#### DATA SUPPLIED
==============================
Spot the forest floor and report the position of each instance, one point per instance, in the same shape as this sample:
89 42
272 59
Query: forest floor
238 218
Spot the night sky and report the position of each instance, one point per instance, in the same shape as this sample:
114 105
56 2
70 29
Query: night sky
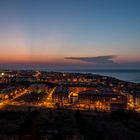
70 33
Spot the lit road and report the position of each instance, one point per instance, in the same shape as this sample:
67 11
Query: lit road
48 100
9 101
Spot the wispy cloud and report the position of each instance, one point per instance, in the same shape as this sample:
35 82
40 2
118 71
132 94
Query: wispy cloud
108 59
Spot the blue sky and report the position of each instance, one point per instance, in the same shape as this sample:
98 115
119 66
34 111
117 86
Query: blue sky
47 31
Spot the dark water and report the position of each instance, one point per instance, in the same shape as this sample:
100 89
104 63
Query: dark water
126 75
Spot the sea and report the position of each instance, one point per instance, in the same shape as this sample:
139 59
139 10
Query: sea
126 75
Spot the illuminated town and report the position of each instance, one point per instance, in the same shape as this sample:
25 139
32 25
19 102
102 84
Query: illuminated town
72 91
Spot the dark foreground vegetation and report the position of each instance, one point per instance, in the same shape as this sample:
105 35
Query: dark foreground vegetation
69 125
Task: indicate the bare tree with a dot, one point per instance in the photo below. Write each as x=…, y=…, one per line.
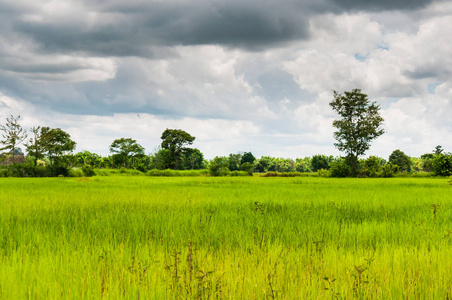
x=13, y=135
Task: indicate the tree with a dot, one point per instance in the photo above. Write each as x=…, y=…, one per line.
x=401, y=160
x=88, y=158
x=442, y=164
x=359, y=124
x=247, y=157
x=175, y=141
x=124, y=150
x=55, y=142
x=235, y=161
x=438, y=149
x=13, y=135
x=219, y=166
x=319, y=162
x=34, y=146
x=193, y=159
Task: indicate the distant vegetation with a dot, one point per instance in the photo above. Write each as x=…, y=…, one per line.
x=49, y=152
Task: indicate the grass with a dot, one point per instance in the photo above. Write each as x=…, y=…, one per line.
x=225, y=238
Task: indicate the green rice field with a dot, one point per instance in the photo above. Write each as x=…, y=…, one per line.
x=125, y=237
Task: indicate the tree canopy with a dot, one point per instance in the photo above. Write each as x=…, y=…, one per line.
x=175, y=141
x=359, y=124
x=124, y=150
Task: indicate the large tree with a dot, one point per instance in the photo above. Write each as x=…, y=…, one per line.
x=125, y=149
x=56, y=143
x=13, y=134
x=175, y=141
x=359, y=124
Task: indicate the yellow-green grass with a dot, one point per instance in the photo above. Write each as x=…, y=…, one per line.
x=225, y=238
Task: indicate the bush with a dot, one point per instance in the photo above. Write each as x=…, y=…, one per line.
x=219, y=166
x=323, y=173
x=88, y=171
x=59, y=169
x=442, y=164
x=285, y=174
x=247, y=167
x=389, y=170
x=75, y=172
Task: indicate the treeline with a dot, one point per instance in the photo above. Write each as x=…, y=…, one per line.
x=50, y=152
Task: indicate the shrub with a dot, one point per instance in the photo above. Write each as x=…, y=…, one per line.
x=219, y=166
x=75, y=172
x=323, y=173
x=389, y=170
x=88, y=171
x=59, y=169
x=247, y=167
x=340, y=169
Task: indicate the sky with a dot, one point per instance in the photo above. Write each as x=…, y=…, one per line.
x=249, y=75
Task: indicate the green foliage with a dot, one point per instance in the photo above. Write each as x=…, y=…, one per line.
x=55, y=143
x=340, y=169
x=192, y=159
x=177, y=173
x=401, y=160
x=175, y=141
x=234, y=161
x=125, y=150
x=442, y=164
x=303, y=165
x=389, y=170
x=76, y=172
x=88, y=158
x=285, y=174
x=372, y=166
x=323, y=173
x=88, y=171
x=34, y=146
x=359, y=124
x=247, y=167
x=219, y=166
x=262, y=164
x=13, y=134
x=247, y=157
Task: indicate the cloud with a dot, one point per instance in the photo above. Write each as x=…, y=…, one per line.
x=241, y=76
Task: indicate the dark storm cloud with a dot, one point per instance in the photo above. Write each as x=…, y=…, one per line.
x=380, y=5
x=137, y=28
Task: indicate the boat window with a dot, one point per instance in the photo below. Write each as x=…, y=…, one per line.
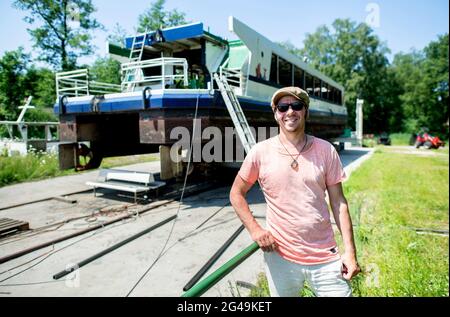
x=325, y=91
x=309, y=84
x=317, y=87
x=331, y=94
x=299, y=79
x=274, y=69
x=285, y=72
x=339, y=97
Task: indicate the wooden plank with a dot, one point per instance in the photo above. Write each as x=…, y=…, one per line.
x=9, y=225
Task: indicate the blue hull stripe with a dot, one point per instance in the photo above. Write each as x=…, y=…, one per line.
x=173, y=101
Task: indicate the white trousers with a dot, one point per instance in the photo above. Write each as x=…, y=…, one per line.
x=286, y=279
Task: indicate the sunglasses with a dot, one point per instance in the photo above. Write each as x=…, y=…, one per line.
x=296, y=106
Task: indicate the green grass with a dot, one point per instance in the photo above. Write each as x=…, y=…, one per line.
x=389, y=196
x=36, y=166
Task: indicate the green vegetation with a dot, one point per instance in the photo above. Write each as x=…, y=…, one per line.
x=60, y=43
x=34, y=166
x=389, y=196
x=156, y=17
x=404, y=96
x=38, y=165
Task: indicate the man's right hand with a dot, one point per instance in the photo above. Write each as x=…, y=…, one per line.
x=264, y=239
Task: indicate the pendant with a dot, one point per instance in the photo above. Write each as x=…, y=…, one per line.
x=294, y=164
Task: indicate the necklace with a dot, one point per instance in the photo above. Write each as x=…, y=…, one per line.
x=294, y=163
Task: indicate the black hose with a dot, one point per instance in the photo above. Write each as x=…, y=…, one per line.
x=111, y=248
x=212, y=260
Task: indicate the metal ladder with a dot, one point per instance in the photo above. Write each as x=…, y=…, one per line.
x=236, y=113
x=136, y=52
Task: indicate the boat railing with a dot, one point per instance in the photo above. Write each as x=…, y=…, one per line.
x=173, y=72
x=235, y=78
x=76, y=83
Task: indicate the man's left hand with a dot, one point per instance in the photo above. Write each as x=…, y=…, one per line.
x=350, y=267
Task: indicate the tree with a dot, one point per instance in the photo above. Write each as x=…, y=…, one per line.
x=353, y=56
x=106, y=70
x=13, y=69
x=117, y=35
x=156, y=17
x=423, y=77
x=60, y=42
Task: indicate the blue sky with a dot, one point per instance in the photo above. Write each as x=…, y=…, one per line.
x=403, y=24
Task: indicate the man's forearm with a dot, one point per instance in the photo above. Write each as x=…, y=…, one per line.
==============================
#### REQUIRED WORK
The records above need to be reproduced exactly, with all images omitted.

#### EXPECTED OUTPUT
Spot the forest floor and report the position of each instance, one point per instance, in the same shape as this sample:
89 42
272 59
Query: forest floor
238 218
Spot the night sky and report the position of each instance, one point per instance, in the same shape as this sample:
114 105
56 2
70 29
Query: night sky
70 33
Spot the lit road and report the position of each instance, one point per instance, in the same shape as this sample:
67 11
Query: lit road
48 100
9 101
Spot the wispy cloud and report the position of each instance, one point per instance, in the same shape as this sample:
35 82
40 2
118 71
132 94
Query: wispy cloud
108 59
Spot the blue sky and report the position of each instance, one point per instance, in the same shape as this sample:
98 115
119 66
34 111
117 86
Query: blue sky
47 31
Spot the dark water and report the position of each instance, one point per instance, in the same shape as this sample:
100 89
104 63
Query: dark water
126 75
Spot the sea and report the position of each instance, one point per instance, in the same shape as this sample:
139 59
139 10
Query: sea
126 75
Spot the illuminated town and report the position of each instance, one point per instance, in the same shape as this sample:
25 139
32 25
19 102
102 84
Query: illuminated town
72 91
Spot the dark foreground vegetation and report the position of each instance, one point per instance, in the same shape as this sample:
105 35
Query: dark foreground vegetation
69 125
Task: indicate the bare tree with a dot, one point per instance in the photo below. Write each as x=…, y=…, one per line.
x=13, y=135
Task: indicate the tree with a dot, one point per instance in the photo above. Write each as x=…, y=…, one per line.
x=401, y=160
x=88, y=158
x=442, y=164
x=359, y=124
x=247, y=157
x=175, y=141
x=124, y=150
x=55, y=142
x=235, y=161
x=438, y=149
x=13, y=135
x=219, y=166
x=319, y=162
x=34, y=146
x=193, y=159
Task: indicate the distant vegetation with a dot, one point per instance in the photo above. Write each as x=…, y=…, one per line.
x=49, y=152
Task: indicate the grass with a dot, one point per instance in the photo above. Write each as x=…, y=…, one per line.
x=225, y=238
Task: indicate the green rice field with a dot, one point per instance in the photo above. Write each as x=…, y=…, one per line.
x=125, y=237
Task: indicate the tree canopy with a dot, one point per instance in the photo above. Write each as x=…, y=…, one per line.
x=175, y=141
x=359, y=124
x=124, y=150
Task: indicate the large tree with a dot, one point per instance in the photo above. Write each as x=…, y=…, one per line.
x=125, y=149
x=56, y=143
x=13, y=134
x=175, y=141
x=359, y=124
Task: indicate the yellow-green grass with a dot, one point per instance in the photo above. Write each as x=…, y=…, one per line.
x=225, y=238
Task: indicate the bush with a dot, one point per instance in the photo above. Write each as x=…, y=…, one per line.
x=219, y=166
x=323, y=173
x=88, y=171
x=59, y=169
x=442, y=164
x=285, y=174
x=247, y=167
x=389, y=170
x=75, y=172
Task: indicate the treeline with a dot, one point per instance in the photo above. Write each as x=…, y=…, one per line.
x=50, y=152
Task: indicate the shrub with a dot, one point per instance in the photo above. Write each as x=…, y=…, one per line.
x=219, y=166
x=75, y=172
x=323, y=173
x=389, y=170
x=88, y=171
x=59, y=169
x=247, y=167
x=340, y=169
Task: indicate the sky with a dot, one point per instance in the photo above. Write each as x=…, y=…, one per line.
x=249, y=75
Task: indicate the green foliage with a dot, one point per instance in the photo above. Write each as x=…, y=…, one per line.
x=55, y=143
x=340, y=169
x=192, y=159
x=177, y=173
x=401, y=160
x=175, y=141
x=234, y=161
x=125, y=150
x=442, y=164
x=303, y=165
x=389, y=170
x=76, y=172
x=88, y=158
x=285, y=174
x=372, y=166
x=323, y=173
x=88, y=171
x=34, y=146
x=359, y=124
x=247, y=167
x=219, y=166
x=262, y=164
x=13, y=134
x=247, y=157
Task: indicate the cloud with a dot, one point per instance in the photo above. Write each as x=…, y=…, one per line.
x=241, y=76
Task: indicate the dark storm cloud with a dot, one point per instance in the photo above. Write each as x=…, y=…, one per line.
x=380, y=5
x=137, y=28
Task: indicate the boat window with a dot, one point per instance in the photo below. Write each as x=…, y=…, one per line.
x=325, y=91
x=309, y=84
x=317, y=87
x=331, y=94
x=299, y=79
x=274, y=69
x=285, y=72
x=339, y=97
Task: indicate the wooden plank with a dot, one point per instance in the photo above. Write each as x=…, y=…, one per line.
x=9, y=225
Task: indicate the blue hull stripe with a dot, one point per instance in the photo above. Write each as x=…, y=…, one per line.
x=173, y=101
Task: indicate the white trousers with a dot, one point per instance in the photo above. Write each as x=…, y=…, one per line.
x=286, y=279
Task: indicate the sunglasses with a dot, one point per instance in the photo above. Write each as x=…, y=…, one per line.
x=296, y=106
Task: indicate the green grass with a dot, one point per instance in the photo above. Write each as x=…, y=…, one per line.
x=389, y=196
x=36, y=166
Task: indicate the green vegetation with a dot, one point per instance in the photo above. Write each as x=…, y=…, one per line.
x=60, y=43
x=34, y=166
x=389, y=196
x=156, y=17
x=404, y=96
x=38, y=165
Task: indicate the man's right hand with a dot, one point per instance in the photo above. Write each as x=…, y=…, one per line.
x=264, y=239
Task: indicate the pendant with a dot, one point per instance in the photo above. Write each as x=…, y=…, one per line.
x=294, y=164
Task: indicate the necklace with a dot, one point per instance in the photo above. Write each as x=…, y=…, one per line.
x=294, y=163
Task: indicate the black hose with a dot, one point per instance in the photo above. Write each as x=…, y=…, one per line.
x=111, y=248
x=212, y=260
Task: indicate the metal ladder with a dot, one point per instance in the photo above. Write each as x=…, y=…, one per line.
x=236, y=113
x=136, y=52
Task: indicate the boat railing with a dot, one point per instance in the photo above. Write each as x=…, y=…, one per line.
x=173, y=72
x=235, y=78
x=76, y=83
Task: indicate the man's left hand with a dot, one point per instance in the photo above. Write each as x=…, y=…, one per line.
x=350, y=267
Task: indicate the tree with a dot, one point per instance in the photo above. Write each as x=…, y=…, one per line.
x=353, y=56
x=106, y=70
x=13, y=69
x=117, y=35
x=156, y=17
x=423, y=77
x=60, y=42
Task: indicate the blue sky with a dot, one point per instance in the photo above. Write each as x=…, y=…, one per line.
x=403, y=24
Task: indicate the man's forearm with a dot, one point per instance in the photo above. Write each as x=…, y=…, one per line.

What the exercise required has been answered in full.